**SOURCE PASSAGE:**

If that’s true, approval should be easy. Stepping onto a scale should be the only data necessary to approve many people, while others would just need the scale number and a blood test, or a diagnoses of sleep apnea.
This information makes me wonder what, exactly, the reason is that I got approved for Zepbound in March of this year and not June of last year. I call my doctor’s office near the end of June 2025 and speak to a nurse — the same nurse, in fact, that I had spoken to about my doctor transitioning to a membership-based DPC system months before. I ask her if there are any notes in my file to indicate why I was approved for Zepbound now and not last year.
She says that this year, there was “prior authorization.”
I ask what prior authorization means, and she says that my doctor spoke directly, peer-to-peer, with someone at my insurance company about my patient history and weight and why the drug would benefit me. The nurse said that the file indicates prior authorization as the reason for my approval.
I ask why prior authorization didn’t happen last year, and she can’t give me a clear answer. She says my file indicated that my doctor tried multiple times last year to get me approved, and that I was still denied every time.
I don’t know for certain what the real difference is between my doctor’s failed attempts in June 2024 and his success in March 2025, but what I do know is that I was granted access to Zepbound after I paid a very large amount of money to become a member of a DPC clinic. My doctor, who did not have the time, energy or resources to battle with my insurance company as effectively last year, was able to get me approved this year after drastically reducing his patient load and charging extra money to patients who could afford to stay.

**DATASET EXCERPTS:**

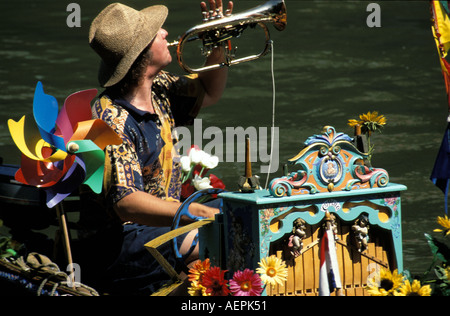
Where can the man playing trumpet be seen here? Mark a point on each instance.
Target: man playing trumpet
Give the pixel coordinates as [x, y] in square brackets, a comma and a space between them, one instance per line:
[143, 103]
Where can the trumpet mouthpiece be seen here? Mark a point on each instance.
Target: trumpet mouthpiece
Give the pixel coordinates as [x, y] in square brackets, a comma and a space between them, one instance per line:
[174, 43]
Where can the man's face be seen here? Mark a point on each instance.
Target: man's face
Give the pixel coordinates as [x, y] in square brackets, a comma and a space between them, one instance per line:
[160, 53]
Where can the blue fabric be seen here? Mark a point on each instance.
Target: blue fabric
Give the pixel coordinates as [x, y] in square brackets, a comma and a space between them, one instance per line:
[440, 175]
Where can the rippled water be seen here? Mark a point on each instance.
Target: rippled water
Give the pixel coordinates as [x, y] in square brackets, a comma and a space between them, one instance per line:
[329, 67]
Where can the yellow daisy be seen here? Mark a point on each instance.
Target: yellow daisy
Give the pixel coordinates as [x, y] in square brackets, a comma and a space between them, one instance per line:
[414, 289]
[385, 284]
[445, 223]
[369, 122]
[272, 270]
[196, 289]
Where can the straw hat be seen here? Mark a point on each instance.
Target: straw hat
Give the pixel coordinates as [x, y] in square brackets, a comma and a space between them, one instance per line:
[119, 34]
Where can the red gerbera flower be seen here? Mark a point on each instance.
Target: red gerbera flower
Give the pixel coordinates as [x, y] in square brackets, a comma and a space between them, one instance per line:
[215, 283]
[246, 283]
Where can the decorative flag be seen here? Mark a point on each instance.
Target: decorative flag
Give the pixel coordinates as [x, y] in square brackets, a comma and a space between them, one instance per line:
[441, 171]
[329, 277]
[440, 27]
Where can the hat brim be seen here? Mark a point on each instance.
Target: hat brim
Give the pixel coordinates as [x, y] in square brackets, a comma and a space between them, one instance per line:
[153, 19]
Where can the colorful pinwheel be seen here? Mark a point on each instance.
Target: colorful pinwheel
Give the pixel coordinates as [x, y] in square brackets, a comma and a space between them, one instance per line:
[62, 151]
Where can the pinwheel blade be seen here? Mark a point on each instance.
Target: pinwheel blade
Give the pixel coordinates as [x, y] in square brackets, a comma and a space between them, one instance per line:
[42, 174]
[67, 185]
[27, 138]
[45, 111]
[94, 160]
[77, 108]
[98, 132]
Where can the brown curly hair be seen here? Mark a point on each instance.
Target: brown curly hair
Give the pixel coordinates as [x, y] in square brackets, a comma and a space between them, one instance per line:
[134, 76]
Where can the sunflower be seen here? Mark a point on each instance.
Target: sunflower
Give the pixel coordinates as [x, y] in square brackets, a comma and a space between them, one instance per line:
[246, 283]
[370, 122]
[272, 270]
[414, 289]
[445, 223]
[385, 284]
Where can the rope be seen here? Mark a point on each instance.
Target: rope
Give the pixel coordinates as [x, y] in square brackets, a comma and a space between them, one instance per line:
[273, 113]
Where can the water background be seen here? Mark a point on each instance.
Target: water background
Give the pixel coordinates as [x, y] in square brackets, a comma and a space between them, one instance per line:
[329, 67]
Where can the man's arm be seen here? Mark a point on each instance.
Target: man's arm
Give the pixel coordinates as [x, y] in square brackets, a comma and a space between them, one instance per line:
[146, 209]
[214, 81]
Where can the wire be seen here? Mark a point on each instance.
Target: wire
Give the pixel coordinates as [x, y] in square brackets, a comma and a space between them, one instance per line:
[272, 130]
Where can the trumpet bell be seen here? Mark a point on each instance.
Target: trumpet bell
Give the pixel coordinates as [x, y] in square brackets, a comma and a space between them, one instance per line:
[220, 31]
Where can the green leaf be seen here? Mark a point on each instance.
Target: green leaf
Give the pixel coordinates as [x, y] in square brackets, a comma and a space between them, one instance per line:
[439, 249]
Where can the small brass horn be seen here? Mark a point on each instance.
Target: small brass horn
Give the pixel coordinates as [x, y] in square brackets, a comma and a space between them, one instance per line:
[218, 31]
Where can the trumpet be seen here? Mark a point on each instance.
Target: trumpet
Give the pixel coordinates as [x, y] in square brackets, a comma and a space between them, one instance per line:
[219, 31]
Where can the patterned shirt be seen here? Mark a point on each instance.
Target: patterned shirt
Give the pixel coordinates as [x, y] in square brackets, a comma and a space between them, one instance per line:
[147, 159]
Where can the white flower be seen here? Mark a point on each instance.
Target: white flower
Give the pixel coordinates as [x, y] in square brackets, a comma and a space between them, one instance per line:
[185, 164]
[209, 161]
[195, 155]
[201, 183]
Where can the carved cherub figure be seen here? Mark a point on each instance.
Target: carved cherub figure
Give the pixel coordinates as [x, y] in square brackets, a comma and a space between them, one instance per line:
[361, 230]
[295, 243]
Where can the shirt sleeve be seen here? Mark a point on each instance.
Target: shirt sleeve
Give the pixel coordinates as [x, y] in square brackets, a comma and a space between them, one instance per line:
[185, 94]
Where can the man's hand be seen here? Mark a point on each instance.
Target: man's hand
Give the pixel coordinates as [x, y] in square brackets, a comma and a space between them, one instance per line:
[215, 10]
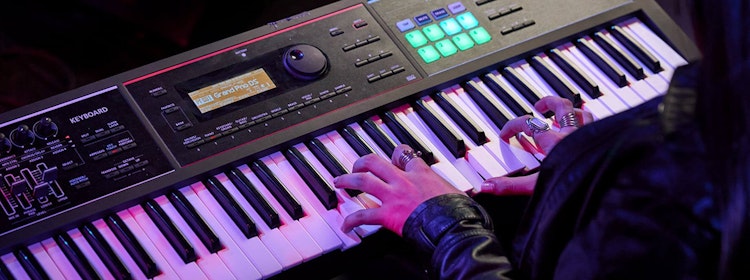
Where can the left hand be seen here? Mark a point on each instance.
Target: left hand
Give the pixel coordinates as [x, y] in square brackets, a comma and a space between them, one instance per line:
[401, 191]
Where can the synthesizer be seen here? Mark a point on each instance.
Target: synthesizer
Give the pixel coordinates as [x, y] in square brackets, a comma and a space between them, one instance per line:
[218, 162]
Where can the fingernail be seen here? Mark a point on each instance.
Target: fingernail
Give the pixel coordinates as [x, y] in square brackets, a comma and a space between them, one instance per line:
[487, 186]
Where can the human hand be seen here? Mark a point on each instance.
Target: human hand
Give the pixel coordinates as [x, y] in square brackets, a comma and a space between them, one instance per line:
[400, 190]
[545, 141]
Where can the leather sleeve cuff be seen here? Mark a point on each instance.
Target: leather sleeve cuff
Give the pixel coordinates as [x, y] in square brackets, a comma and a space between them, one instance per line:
[438, 217]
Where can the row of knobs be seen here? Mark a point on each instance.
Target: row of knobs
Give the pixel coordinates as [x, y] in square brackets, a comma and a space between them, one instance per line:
[24, 136]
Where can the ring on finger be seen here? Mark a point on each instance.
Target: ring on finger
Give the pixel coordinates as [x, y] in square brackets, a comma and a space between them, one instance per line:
[569, 119]
[537, 125]
[406, 156]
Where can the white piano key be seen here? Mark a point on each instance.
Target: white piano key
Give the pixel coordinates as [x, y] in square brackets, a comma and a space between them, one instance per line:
[14, 266]
[334, 217]
[504, 152]
[122, 254]
[607, 87]
[210, 264]
[327, 226]
[293, 230]
[347, 204]
[638, 87]
[457, 171]
[318, 229]
[597, 107]
[614, 103]
[476, 155]
[89, 253]
[655, 43]
[242, 256]
[348, 156]
[160, 243]
[59, 258]
[45, 261]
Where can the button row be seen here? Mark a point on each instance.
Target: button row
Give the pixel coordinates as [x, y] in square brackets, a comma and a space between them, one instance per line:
[361, 43]
[197, 141]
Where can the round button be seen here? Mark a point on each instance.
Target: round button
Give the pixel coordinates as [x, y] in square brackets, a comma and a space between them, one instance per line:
[45, 128]
[305, 62]
[22, 136]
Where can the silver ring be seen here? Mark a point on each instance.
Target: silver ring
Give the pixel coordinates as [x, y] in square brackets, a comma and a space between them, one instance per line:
[406, 156]
[537, 125]
[568, 119]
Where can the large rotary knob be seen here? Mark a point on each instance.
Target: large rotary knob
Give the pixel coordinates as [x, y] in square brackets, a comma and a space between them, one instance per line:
[5, 144]
[305, 62]
[45, 128]
[22, 136]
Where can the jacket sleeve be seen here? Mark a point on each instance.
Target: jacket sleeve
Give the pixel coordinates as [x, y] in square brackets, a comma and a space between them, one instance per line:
[458, 234]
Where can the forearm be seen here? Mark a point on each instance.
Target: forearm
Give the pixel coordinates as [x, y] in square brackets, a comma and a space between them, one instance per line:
[458, 234]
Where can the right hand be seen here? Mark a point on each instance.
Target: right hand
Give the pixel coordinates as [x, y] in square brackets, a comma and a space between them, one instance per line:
[545, 141]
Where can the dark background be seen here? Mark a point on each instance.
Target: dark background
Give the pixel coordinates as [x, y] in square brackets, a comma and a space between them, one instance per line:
[48, 47]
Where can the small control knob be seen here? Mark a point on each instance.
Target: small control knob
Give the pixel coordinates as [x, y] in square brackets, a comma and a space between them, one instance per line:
[45, 128]
[22, 136]
[5, 144]
[305, 62]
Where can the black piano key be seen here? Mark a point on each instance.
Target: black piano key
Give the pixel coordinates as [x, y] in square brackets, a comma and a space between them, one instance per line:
[404, 133]
[486, 104]
[619, 55]
[637, 49]
[556, 81]
[574, 72]
[30, 264]
[183, 248]
[522, 86]
[104, 251]
[457, 114]
[75, 256]
[278, 190]
[5, 273]
[378, 135]
[331, 163]
[358, 144]
[196, 223]
[604, 64]
[504, 94]
[320, 187]
[437, 124]
[131, 245]
[256, 200]
[240, 218]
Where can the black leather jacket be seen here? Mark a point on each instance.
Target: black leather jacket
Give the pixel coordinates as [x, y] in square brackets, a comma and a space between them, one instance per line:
[626, 197]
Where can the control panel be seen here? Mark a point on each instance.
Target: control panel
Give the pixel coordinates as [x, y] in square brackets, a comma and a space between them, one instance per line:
[72, 153]
[230, 97]
[442, 34]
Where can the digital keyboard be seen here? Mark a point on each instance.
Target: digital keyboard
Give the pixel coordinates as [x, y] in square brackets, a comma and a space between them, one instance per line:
[218, 163]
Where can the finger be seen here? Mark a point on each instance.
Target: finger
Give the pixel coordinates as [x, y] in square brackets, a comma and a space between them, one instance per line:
[412, 164]
[556, 104]
[515, 126]
[522, 185]
[362, 181]
[378, 166]
[360, 217]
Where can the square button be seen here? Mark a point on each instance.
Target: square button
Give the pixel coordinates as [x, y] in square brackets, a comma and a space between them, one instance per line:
[416, 38]
[467, 20]
[463, 41]
[480, 35]
[405, 25]
[433, 32]
[429, 54]
[450, 26]
[446, 48]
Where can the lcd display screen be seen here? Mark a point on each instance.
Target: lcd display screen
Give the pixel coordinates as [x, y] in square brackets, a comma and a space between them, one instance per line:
[232, 90]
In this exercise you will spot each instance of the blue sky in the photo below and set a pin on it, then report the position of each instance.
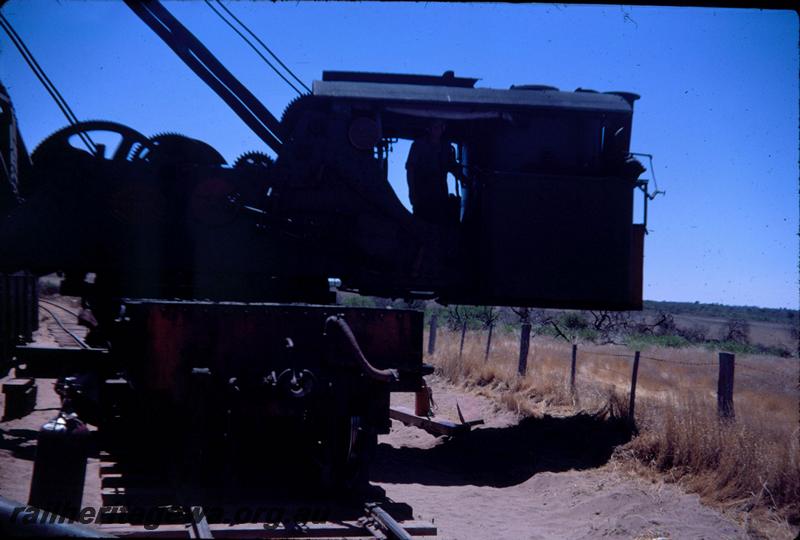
(719, 107)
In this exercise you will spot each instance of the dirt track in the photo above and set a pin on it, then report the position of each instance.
(535, 478)
(511, 478)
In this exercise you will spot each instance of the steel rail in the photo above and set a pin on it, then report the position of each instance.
(80, 342)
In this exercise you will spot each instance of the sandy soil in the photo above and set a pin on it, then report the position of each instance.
(512, 478)
(532, 478)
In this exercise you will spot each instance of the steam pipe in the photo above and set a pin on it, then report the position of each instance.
(383, 375)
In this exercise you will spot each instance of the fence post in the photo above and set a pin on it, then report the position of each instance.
(572, 368)
(432, 335)
(634, 375)
(524, 343)
(488, 343)
(463, 335)
(725, 386)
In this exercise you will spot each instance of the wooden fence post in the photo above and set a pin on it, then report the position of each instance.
(488, 343)
(432, 335)
(524, 344)
(463, 335)
(725, 386)
(572, 368)
(634, 375)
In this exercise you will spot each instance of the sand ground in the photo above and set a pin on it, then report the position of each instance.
(512, 478)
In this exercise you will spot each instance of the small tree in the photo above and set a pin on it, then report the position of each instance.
(488, 317)
(737, 331)
(610, 325)
(459, 318)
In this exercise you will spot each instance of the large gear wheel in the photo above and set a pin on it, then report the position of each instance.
(57, 145)
(253, 159)
(176, 148)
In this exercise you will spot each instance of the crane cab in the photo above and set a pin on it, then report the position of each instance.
(546, 197)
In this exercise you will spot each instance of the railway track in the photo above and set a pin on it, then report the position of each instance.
(142, 503)
(62, 324)
(142, 499)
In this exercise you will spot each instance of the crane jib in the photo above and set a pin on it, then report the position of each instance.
(206, 66)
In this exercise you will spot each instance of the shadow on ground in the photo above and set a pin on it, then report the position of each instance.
(501, 457)
(21, 442)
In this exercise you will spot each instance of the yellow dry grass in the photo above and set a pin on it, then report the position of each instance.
(751, 465)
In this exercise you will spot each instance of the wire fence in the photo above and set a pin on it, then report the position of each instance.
(587, 361)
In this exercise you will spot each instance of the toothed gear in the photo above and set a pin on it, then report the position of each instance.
(58, 144)
(293, 111)
(253, 159)
(177, 148)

**DIRECTIONS FOR THIS TASK:** Summarize the text on the Zepbound approval in two sentences.

**SOLUTION TO THIS EXERCISE:** After being approved for Zepbound in March 2025, the writer asked a nurse at the doctor's office why, and was told the file cited prior authorization, meaning the doctor had spoken peer-to-peer with the insurance company. The nurse could not explain why that had not happened the year before, when the doctor's multiple attempts were all denied, and the writer notes that this year's approval came after paying a large sum to join a DPC clinic, where the doctor had drastically reduced his patient load.